Una experiencia conceptualmente idéntica a las descritas por Bac, Breton y Benjamin fue registrada -antes que por ellos- por Konrad Lange:
Recuerdo que hace unos años, en la cima de la escalera del Panóptico de Castan en Berlín, había una dama de cera con la cabeza inclinada que se llevaba los impertinentes (lorgnette) a los ojos de vez en cuanto, haciendo un guiño a los visitantes que subían. Los que la veían por primera vez eran casi siempre engañados; luego, al acercarse y observar mejor sus movimientos, se daban cuenta de que habían caído en la trampa. En tales casos, desde luego, el goce estético sale por la ventana. [...] El goce estético genuino sólo se encuentra cuando el artista renuncia a toda forma de engaño real [wirkliche Täuschung] desde el comienzo, garantizando suficientes momentos anti-ilusionistas para crear en el observador una ilusión consciente [bewusste Selbsttäuschung]. Cuando el espectador considera la obra de arte como una pura y simple apariencia estética y se deja llevar más y más por la ilusión, casi hasta el punto de confundir la imagen con la realidad, entonces surge la ilusión consciente y, con ella, el goce estético. Por otro lado, cuando el espectador es engañado al principio, y luego descubre que ha caído en la trampa, lo que surge no es otra cosa que desilusión [Enttäuschung], es decir, un sentimiento de displacer (1901: I, 245-246).
El engaño real -es decir, la ilusión perceptiva- necesariamente lleva a la desilusión y, por consiguiente, a la decepción; la ilusión consciente (es decir, la ilusión estética), en cambio, conduce a un juego de analogías en el que la imagen es reconocida como tal desde el principio. Desprovista de cualquier tipo de marco que denuncie su condición de artefacto, la estatua de cera escapa del espacio de la representación y entra al espacio de la realidad de carne y hueso, generando así en el observador una serie de expectativas de percepción que, no obstante, permanecerán inevitablemente sin correspondencia: la rigidez de los movimientos de la mujer, su mirada fija, el tono ligeramente antinatural de su piel, revelan finalmente que es en realidad la imagen de una persona.

## Enunciado 1
¿Puedes reproducir sin cambios todo el pasaje del texto sobre la ilusión estética que va desde "El engaño real" hasta "de una persona."?

## Registros extraídos
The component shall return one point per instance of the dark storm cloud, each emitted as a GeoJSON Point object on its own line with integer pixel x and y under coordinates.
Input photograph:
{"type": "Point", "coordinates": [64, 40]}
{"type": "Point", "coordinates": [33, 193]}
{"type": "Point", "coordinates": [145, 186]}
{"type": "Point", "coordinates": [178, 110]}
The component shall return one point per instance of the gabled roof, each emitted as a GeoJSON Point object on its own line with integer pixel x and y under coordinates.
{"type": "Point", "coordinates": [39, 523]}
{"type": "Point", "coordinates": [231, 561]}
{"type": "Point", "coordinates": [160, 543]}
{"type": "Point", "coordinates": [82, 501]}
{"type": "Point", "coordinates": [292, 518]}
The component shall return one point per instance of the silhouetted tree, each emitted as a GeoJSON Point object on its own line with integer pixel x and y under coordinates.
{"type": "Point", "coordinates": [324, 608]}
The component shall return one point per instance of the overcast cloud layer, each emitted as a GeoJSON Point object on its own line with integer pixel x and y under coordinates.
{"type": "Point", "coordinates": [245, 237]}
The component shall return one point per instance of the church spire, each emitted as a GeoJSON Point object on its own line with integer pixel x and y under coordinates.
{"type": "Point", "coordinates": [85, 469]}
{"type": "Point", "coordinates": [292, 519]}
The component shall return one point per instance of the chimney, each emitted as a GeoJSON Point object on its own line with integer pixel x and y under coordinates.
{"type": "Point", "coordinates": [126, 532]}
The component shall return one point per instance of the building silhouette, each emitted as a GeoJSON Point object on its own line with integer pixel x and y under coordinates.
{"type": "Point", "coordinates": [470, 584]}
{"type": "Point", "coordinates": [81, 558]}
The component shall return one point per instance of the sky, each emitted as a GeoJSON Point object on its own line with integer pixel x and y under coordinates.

## Enunciado 2
¿Puedes presentar como tabla Markdown todas las líneas de los registros, desde la que contiene "of the building" hasta el final de los registros? Usa dos columnas, n para el número de fila y Línea para el texto de cada línea, y omite las líneas en blanco.

## Solución 1
El engaño real -es decir, la ilusión perceptiva- necesariamente lleva a la desilusión y, por consiguiente, a la decepción; la ilusión consciente (es decir, la ilusión estética), en cambio, conduce a un juego de analogías en el que la imagen es reconocida como tal desde el principio. Desprovista de cualquier tipo de marco que denuncie su condición de artefacto, la estatua de cera escapa del espacio de la representación y entra al espacio de la realidad de carne y hueso, generando así en el observador una serie de expectativas de percepción que, no obstante, permanecerán inevitablemente sin correspondencia: la rigidez de los movimientos de la mujer, su mirada fija, el tono ligeramente antinatural de su piel, revelan finalmente que es en realidad la imagen de una persona.

## Solución 2
| n | Línea |
|---|---|
| 1 | The component shall return one point per instance of the building silhouette, each emitted as a GeoJSON Point object on its own line with integer pixel x and y under coordinates. |
| 2 | {"type": "Point", "coordinates": [470, 584]} |
| 3 | {"type": "Point", "coordinates": [81, 558]} |
| 4 | The component shall return one point per instance of the sky, each emitted as a GeoJSON Point object on its own line with integer pixel x and y under coordinates. |